▸ **BLOCCO DI TESTO**:

+++

Nell’ultimo mese ho riflettuto molto sulla mia vita qui.
Io sono una che pensa molto.
Ho interi monologhi nella mia testa.
Forse dovrei chiamarli film.
Ho capito che non ho più paura.
Non ho più paura da tanto. Tantissimo.
Mi stupisce quasi di aver avuto paura.
Paura di riempiere quel bicchiere vuoto.
Paura di scomparire.
Paura di PERDERMI.
Paura di fare una scelta che non avrei mai immagginato.
Una scelta che desta sempre commenti diversi.
Lo strombazzare di un clacson mi distoglie dai miei pensieri.
E’ il solito taxi che mi chiede se ho bisogno di un passaggio.
Alzo la mano in segno di diniego e lui, a quel punto, accelera di nuovo.
Sono giorni che cammino tanto a piedi.
Mesi anzi.
A Kuwait esiste un inverno. Corto, ma esiste.
Anzi in certi giorni fa davvero freddissimo. Ma per la maggior parte del tempo abbiamo cielo blu, sole e aria fresca.
E io cammino. Io che ancora non ho preso la patente un po’ a causa delle lungaggini burocratiche un po’ a causa della mia paura a guidare. Consapevole che la mia mente spesso vola. E qui, la mia distrazione mi costerebbe cara.
Allora cammino.
Vivo a Salmiya. Il mio feudo, lo chiamano le mie amiche.
Sorrido a ripensare a quanto mi prendeva in giro Elisa. Quando organizzavamo eventi, sapeva che finivo per prediligere i posti in questo quartiere.
Un quartiere in cui ci sono sicuramente bei grattacieli, palazzi nuovi. Ma in cui, svoltato l’angolo, è possibile trovare case vecchie o il Souk di Salmiya.
Delimitato fra due enormi marciapiedi. E addirittura chiuso al traffico.
Una rarità.
Mi fermo e guardo un gruppetto di ragazzini intenti a giocare a calcio.
A fare da porta è la serranda chiusa di un negozio.
Indossano vestiti normali. Nessuna dishdasha. Ma non sono nemmeno in tenuta sportiva.
Un po’ come vedevo fare al mio paese tanto tempo fa.

+++

▸ **PARTI DELL'ESERCIZIO**:
A: Nel brano sulla vita a Salmiya, che cosa usano come porta i ragazzini che giocano a calcio?
B: Ricopia dal brano sulla vita a Salmiya il passo che va da "Lo strombazzare di" fino a "mi costerebbe cara." compreso.

+++

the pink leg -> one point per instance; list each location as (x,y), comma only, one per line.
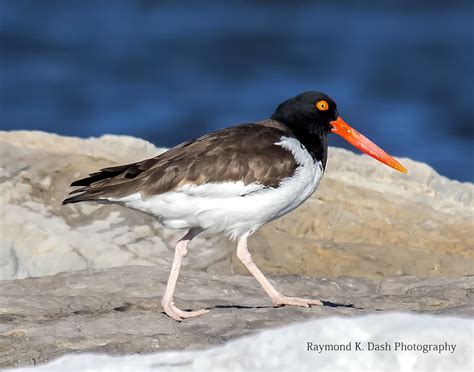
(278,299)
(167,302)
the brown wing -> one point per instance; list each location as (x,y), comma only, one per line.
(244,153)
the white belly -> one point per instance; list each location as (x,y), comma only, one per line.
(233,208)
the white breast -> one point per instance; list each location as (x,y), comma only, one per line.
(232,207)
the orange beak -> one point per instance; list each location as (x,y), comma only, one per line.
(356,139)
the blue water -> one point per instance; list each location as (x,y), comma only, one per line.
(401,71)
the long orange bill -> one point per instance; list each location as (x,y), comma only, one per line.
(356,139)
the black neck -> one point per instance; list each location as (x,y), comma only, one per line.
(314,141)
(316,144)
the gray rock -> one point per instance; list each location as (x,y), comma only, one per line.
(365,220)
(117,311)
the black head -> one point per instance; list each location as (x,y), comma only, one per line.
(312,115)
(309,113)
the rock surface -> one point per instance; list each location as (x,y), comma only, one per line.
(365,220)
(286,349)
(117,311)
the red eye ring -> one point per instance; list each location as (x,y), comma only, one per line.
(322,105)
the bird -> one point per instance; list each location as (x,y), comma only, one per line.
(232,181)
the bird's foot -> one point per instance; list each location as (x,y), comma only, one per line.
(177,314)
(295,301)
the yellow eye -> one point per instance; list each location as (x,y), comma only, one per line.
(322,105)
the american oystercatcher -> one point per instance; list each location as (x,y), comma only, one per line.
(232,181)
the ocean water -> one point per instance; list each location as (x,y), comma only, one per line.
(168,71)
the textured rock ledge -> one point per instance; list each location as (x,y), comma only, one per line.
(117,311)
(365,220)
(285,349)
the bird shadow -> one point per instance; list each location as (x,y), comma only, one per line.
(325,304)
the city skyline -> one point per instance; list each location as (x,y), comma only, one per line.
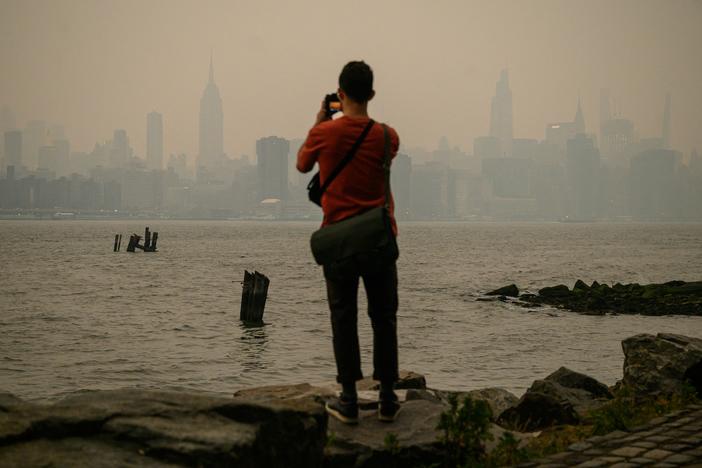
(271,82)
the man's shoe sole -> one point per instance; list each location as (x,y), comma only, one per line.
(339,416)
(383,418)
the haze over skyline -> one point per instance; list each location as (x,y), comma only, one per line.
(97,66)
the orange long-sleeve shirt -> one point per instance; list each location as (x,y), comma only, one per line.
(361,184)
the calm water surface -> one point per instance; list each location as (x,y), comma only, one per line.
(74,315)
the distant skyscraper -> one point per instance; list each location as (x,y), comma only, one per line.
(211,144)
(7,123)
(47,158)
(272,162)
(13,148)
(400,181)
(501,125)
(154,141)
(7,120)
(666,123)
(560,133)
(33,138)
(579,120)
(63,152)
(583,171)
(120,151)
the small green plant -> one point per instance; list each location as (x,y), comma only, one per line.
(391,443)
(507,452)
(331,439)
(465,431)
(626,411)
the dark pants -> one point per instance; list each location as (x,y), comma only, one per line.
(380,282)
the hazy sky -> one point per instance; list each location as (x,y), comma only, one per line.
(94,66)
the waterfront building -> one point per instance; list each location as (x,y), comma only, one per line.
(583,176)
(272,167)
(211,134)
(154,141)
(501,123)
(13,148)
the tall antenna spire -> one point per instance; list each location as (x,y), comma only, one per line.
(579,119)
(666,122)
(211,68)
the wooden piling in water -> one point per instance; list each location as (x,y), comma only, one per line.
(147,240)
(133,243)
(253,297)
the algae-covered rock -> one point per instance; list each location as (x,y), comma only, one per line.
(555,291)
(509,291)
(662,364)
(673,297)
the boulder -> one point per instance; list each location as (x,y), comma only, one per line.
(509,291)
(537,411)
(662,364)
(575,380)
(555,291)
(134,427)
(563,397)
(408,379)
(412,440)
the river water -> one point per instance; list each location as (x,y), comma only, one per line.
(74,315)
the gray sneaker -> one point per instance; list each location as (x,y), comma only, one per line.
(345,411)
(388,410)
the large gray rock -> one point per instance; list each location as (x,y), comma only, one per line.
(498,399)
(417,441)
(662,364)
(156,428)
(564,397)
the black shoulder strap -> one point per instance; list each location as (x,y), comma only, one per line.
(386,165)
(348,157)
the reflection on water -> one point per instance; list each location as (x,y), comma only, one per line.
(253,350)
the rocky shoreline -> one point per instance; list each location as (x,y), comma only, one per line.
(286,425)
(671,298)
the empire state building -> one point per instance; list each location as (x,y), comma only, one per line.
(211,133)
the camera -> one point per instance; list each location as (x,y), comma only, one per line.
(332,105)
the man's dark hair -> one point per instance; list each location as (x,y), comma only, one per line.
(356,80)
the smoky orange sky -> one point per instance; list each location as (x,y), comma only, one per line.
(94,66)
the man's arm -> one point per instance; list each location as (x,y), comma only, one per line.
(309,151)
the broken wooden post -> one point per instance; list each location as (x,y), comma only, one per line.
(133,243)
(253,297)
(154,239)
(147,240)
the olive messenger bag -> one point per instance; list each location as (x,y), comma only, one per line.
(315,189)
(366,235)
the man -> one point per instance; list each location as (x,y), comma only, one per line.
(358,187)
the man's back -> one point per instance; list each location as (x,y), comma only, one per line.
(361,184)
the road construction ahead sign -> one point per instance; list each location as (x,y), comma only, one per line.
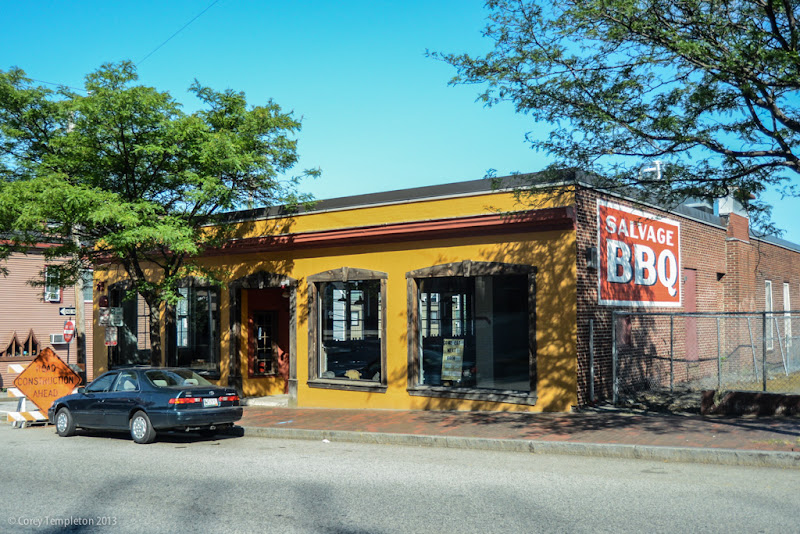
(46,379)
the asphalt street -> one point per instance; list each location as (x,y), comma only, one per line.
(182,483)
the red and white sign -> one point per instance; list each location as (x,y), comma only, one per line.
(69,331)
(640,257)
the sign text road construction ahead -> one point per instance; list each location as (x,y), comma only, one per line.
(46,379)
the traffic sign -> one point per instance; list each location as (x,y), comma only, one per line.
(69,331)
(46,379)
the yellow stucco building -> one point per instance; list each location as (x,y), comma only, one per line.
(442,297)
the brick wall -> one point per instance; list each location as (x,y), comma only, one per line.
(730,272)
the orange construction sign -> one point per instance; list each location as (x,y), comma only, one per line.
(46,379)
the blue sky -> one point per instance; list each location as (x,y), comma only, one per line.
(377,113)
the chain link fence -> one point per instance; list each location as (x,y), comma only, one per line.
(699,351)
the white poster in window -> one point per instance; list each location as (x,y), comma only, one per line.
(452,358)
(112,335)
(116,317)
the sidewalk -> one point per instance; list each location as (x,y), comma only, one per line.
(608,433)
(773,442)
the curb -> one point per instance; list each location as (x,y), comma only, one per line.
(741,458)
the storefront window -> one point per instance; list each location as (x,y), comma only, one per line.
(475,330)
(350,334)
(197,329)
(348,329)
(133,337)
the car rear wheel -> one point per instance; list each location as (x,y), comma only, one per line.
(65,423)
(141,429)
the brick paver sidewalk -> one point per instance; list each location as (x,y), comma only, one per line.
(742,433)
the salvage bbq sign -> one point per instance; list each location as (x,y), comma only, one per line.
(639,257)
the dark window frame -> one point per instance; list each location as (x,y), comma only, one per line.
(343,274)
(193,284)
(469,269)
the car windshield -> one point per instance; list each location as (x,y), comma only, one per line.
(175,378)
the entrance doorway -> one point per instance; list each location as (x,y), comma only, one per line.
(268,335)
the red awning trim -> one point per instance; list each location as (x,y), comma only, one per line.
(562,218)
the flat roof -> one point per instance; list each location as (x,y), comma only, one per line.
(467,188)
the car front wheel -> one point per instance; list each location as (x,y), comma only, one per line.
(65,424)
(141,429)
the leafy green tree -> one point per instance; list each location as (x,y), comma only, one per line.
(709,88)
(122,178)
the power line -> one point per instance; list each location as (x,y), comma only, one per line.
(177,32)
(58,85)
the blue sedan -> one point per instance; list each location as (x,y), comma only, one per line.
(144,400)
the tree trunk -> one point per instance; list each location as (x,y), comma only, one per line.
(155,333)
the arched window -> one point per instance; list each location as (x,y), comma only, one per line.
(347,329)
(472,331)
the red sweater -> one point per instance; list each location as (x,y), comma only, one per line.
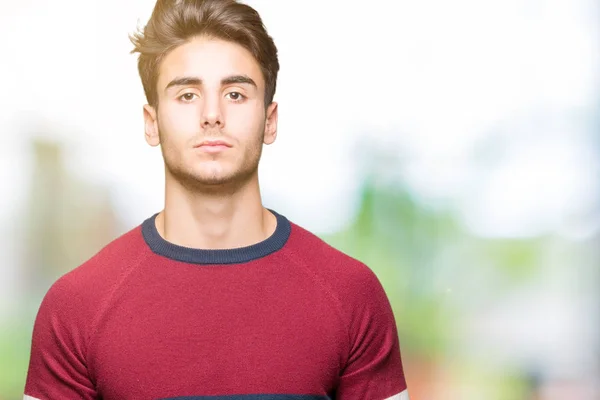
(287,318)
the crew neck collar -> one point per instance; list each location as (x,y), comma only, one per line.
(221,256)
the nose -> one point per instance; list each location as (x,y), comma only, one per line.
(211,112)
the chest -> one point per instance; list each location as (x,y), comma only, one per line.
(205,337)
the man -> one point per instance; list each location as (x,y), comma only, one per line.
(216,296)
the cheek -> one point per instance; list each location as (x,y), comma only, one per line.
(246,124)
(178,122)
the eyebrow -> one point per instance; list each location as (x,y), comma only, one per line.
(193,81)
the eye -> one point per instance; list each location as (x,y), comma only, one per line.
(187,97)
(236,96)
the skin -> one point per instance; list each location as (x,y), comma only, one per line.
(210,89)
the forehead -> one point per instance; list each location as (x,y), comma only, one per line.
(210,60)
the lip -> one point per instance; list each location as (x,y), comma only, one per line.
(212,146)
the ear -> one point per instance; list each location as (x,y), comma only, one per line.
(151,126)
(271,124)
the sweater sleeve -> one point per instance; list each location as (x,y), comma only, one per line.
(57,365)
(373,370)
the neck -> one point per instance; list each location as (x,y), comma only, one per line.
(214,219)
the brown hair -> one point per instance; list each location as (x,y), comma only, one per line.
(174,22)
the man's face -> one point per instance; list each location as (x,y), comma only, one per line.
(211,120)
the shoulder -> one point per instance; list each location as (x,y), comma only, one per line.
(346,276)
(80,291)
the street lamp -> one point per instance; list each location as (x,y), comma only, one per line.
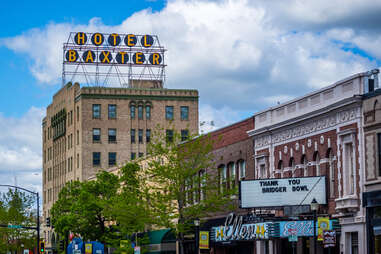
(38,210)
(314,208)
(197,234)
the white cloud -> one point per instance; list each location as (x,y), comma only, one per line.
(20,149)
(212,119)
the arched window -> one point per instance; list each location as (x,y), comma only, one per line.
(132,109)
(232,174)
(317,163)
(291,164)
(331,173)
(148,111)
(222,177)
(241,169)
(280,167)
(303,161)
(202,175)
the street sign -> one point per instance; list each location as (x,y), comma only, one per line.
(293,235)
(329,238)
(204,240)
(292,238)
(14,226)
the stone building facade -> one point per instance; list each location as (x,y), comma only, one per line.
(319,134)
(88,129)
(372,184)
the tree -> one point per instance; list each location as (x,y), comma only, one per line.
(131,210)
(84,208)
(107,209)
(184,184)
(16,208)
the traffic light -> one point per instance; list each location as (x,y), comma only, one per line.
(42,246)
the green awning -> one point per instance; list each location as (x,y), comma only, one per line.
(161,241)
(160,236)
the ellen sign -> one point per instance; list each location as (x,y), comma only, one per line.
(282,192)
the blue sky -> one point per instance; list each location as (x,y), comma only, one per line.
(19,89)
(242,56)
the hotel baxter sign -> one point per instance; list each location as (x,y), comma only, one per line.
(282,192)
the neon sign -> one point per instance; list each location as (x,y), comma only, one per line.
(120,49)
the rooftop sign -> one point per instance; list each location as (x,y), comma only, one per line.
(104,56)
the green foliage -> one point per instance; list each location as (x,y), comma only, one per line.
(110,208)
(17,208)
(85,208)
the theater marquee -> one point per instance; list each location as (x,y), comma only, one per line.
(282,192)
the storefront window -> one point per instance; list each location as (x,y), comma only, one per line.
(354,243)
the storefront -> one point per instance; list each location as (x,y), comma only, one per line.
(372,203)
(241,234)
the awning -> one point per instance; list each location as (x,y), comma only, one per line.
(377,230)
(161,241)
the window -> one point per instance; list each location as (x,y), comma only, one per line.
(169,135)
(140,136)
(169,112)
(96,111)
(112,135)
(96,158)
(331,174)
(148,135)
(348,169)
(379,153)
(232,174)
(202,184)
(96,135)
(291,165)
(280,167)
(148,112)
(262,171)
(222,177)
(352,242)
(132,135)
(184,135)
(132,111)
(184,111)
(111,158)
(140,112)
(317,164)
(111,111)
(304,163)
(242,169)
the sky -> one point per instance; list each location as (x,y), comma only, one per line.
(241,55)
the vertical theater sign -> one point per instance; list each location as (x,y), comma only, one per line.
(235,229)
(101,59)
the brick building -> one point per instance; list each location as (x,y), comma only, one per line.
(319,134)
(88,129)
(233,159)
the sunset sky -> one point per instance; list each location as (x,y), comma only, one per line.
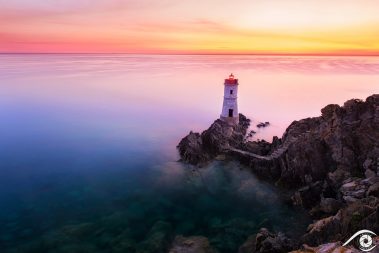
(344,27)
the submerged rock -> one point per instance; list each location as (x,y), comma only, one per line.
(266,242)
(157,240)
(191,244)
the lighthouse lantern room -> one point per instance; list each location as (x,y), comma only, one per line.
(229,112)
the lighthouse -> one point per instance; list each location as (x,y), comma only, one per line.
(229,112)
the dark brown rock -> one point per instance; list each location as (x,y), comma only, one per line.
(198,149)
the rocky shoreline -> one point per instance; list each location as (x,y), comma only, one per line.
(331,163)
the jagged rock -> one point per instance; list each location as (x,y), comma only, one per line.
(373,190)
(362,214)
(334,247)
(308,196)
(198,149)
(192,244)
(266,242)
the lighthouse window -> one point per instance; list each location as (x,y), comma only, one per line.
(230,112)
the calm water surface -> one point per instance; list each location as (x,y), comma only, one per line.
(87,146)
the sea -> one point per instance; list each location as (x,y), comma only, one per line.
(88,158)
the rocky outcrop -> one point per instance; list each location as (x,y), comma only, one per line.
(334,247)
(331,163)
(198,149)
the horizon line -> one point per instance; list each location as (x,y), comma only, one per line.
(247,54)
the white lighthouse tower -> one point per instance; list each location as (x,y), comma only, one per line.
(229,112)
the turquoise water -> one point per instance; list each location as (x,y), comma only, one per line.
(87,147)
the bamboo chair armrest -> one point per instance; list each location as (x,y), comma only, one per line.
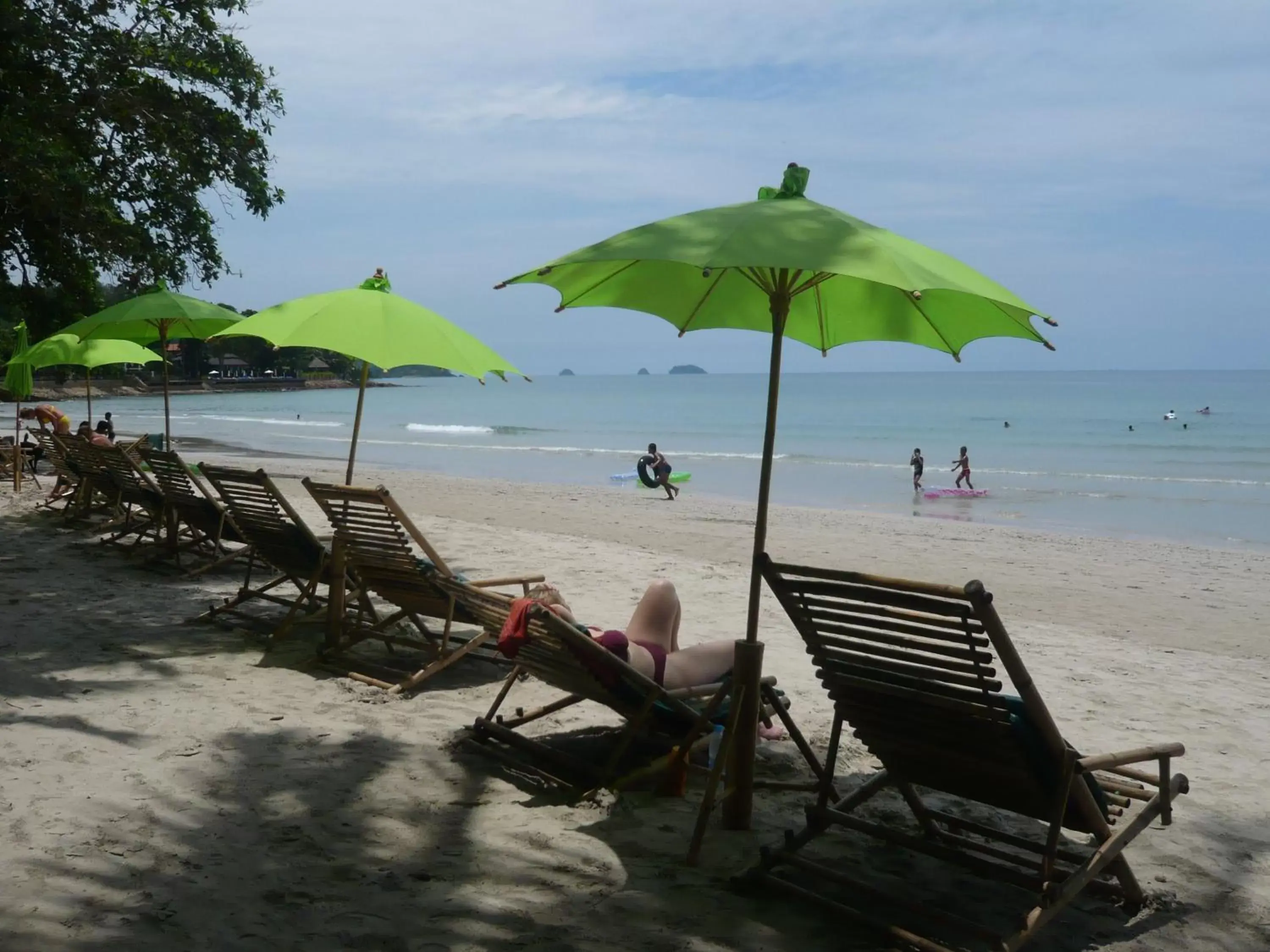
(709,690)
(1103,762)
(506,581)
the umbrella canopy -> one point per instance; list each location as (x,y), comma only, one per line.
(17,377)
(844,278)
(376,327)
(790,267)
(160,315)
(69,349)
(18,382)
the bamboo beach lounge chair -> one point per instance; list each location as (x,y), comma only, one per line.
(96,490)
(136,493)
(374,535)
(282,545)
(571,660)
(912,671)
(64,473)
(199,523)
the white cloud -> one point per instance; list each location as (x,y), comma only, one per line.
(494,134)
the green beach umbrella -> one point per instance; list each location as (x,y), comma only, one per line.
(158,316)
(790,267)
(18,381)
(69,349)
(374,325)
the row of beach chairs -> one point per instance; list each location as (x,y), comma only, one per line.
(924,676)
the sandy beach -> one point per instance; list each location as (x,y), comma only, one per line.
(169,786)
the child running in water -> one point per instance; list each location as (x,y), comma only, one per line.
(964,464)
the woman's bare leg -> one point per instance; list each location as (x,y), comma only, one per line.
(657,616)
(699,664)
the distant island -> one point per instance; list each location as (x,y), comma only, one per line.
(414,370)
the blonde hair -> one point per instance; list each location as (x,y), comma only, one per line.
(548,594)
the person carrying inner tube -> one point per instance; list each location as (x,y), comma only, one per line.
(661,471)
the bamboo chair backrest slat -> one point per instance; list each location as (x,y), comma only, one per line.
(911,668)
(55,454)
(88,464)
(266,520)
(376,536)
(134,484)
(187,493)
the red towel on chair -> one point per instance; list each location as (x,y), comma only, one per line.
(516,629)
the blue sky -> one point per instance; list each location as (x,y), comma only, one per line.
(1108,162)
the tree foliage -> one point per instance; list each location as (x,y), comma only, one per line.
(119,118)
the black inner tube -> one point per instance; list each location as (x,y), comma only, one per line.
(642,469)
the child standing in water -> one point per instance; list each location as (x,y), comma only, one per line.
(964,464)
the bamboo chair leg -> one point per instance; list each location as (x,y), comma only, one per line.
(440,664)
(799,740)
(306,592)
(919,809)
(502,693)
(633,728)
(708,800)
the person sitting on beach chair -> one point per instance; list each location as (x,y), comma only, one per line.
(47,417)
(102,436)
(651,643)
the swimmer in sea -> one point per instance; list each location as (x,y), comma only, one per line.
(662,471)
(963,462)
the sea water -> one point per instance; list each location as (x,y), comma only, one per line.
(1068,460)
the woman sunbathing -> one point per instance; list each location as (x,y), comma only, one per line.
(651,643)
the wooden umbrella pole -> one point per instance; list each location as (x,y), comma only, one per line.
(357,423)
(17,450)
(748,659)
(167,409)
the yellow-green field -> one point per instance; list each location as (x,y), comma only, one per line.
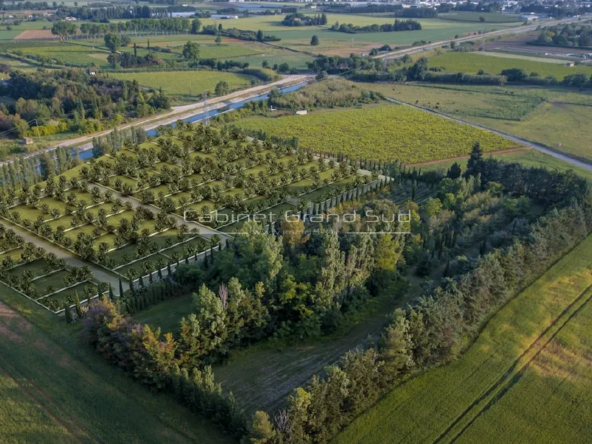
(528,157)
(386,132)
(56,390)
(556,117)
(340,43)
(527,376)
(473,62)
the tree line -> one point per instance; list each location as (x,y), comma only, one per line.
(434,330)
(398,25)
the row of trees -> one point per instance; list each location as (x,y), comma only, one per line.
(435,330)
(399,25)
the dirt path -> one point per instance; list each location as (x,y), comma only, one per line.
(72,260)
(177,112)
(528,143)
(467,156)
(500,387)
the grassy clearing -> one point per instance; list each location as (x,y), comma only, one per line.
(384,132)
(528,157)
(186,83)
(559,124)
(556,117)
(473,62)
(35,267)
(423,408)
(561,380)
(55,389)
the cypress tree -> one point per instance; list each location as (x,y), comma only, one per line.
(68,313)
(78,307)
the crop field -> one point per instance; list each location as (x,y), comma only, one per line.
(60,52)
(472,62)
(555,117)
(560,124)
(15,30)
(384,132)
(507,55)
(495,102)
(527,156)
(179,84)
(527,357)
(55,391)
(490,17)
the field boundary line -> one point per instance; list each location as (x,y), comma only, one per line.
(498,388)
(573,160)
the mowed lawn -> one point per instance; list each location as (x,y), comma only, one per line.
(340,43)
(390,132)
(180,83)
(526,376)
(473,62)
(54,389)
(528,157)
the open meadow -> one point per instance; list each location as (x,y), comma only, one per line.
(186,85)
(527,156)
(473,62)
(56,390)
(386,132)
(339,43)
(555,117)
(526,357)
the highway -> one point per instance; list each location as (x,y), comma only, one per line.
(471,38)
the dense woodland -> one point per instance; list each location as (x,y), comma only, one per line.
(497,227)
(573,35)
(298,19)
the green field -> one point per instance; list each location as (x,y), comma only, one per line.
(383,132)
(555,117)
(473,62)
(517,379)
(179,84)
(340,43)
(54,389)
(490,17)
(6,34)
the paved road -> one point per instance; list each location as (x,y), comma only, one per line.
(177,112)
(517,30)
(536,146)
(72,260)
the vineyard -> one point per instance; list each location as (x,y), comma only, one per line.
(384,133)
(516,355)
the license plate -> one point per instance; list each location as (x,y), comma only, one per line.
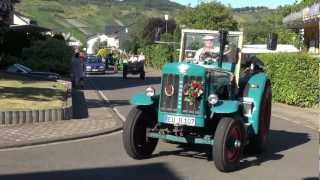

+++

▸ **IN RISPOSTA**:
A: La serranda chiusa di un negozio.

B:
Lo strombazzare di un clacson mi distoglie dai miei pensieri.
E’ il solito taxi che mi chiede se ho bisogno di un passaggio.
Alzo la mano in segno di diniego e lui, a quel punto, accelera di nuovo.
Sono giorni che cammino tanto a piedi.
Mesi anzi.
A Kuwait esiste un inverno. Corto, ma esiste.
Anzi in certi giorni fa davvero freddissimo. Ma per la maggior parte del tempo abbiamo cielo blu, sole e aria fresca.
E io cammino. Io che ancora non ho preso la patente un po’ a causa delle lungaggini burocratiche un po’ a causa della mia paura a guidare. Consapevole che la mia mente spesso vola. E qui, la mia distrazione mi costerebbe cara.